---------- ENTRIES SUPPLIED ----------
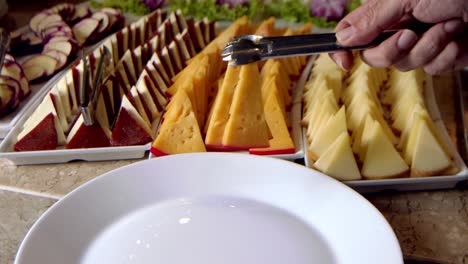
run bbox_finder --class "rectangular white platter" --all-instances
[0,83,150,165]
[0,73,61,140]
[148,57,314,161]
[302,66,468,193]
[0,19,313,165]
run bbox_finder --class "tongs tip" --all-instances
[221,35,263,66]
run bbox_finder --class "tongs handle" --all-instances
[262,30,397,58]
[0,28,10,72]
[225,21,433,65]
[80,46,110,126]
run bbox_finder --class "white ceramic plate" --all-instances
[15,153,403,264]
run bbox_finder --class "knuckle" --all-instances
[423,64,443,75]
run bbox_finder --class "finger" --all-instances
----------
---------- ENTRIES SUPPLIED ----------
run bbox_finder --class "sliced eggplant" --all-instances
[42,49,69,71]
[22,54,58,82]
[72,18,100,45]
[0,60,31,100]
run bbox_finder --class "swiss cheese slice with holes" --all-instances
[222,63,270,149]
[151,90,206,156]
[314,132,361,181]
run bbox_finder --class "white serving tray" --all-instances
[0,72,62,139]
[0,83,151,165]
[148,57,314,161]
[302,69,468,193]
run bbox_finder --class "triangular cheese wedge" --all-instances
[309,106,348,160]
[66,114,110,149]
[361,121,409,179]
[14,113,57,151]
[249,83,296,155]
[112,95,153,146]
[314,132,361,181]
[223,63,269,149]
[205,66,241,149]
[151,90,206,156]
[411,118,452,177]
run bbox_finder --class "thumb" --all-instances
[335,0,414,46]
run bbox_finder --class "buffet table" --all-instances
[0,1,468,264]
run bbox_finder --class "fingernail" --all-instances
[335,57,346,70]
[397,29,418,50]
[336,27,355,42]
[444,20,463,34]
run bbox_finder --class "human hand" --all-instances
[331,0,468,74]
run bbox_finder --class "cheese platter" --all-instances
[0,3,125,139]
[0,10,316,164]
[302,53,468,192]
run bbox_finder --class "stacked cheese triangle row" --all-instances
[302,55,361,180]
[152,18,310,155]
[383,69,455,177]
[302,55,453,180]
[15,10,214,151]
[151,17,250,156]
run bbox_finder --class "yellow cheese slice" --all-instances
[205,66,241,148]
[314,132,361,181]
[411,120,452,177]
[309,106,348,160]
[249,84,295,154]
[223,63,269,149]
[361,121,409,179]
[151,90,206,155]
----------
---------- ENTRIES SUPPLIED ----------
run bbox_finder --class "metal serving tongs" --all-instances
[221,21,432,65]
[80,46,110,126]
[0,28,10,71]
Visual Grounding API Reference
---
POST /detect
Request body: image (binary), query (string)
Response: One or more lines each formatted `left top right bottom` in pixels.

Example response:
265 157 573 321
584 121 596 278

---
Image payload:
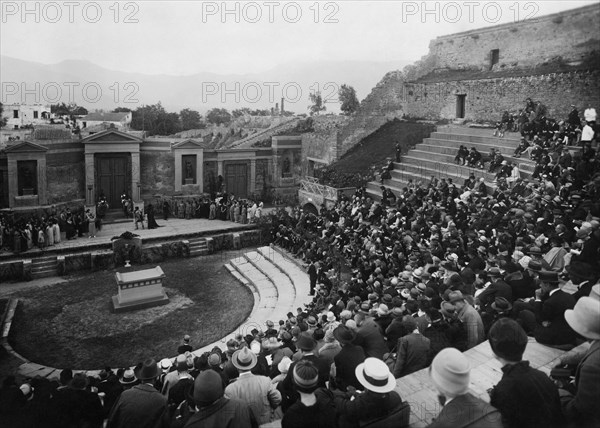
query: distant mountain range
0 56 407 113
----------
| WHAT IS REQUIRED |
Reproduce, word for word, the part of the listing that opens with the line containing "cheese slice with" and closes with the line containing "[151,17,250,156]", including both of those lines.

| FULL SOLUTION |
run bbox_finder --class "swiss cheese slice with holes" --all-instances
[222,63,270,149]
[151,90,206,156]
[314,132,361,181]
run bbox_finder --class "white serving tray" --all-instances
[0,72,62,139]
[0,83,151,165]
[148,57,314,161]
[302,69,468,193]
run bbox_finder --class "triangular cheese wedge" --all-instances
[309,106,348,160]
[66,114,110,149]
[361,121,409,179]
[14,113,57,151]
[249,83,296,155]
[112,95,153,146]
[314,132,361,181]
[223,63,269,149]
[205,66,241,149]
[151,90,206,156]
[411,118,452,177]
run bbox_finder --class "thumb" --all-instances
[335,0,414,46]
run bbox_finder --class "buffet table" --all-instances
[0,1,468,264]
run bbox_finder --class "fingernail" --all-instances
[335,57,346,70]
[397,29,418,50]
[336,27,355,42]
[444,20,463,34]
run bbox_finder --class "human hand" --all-instances
[331,0,468,74]
run bbox_finder --class "cheese platter" --all-instances
[0,3,125,139]
[0,10,316,164]
[302,53,468,192]
run bbox_finder --class "stacked cheese triangle row" --all-instances
[302,55,361,180]
[152,18,310,155]
[383,69,455,177]
[302,55,453,180]
[15,10,214,151]
[151,17,250,156]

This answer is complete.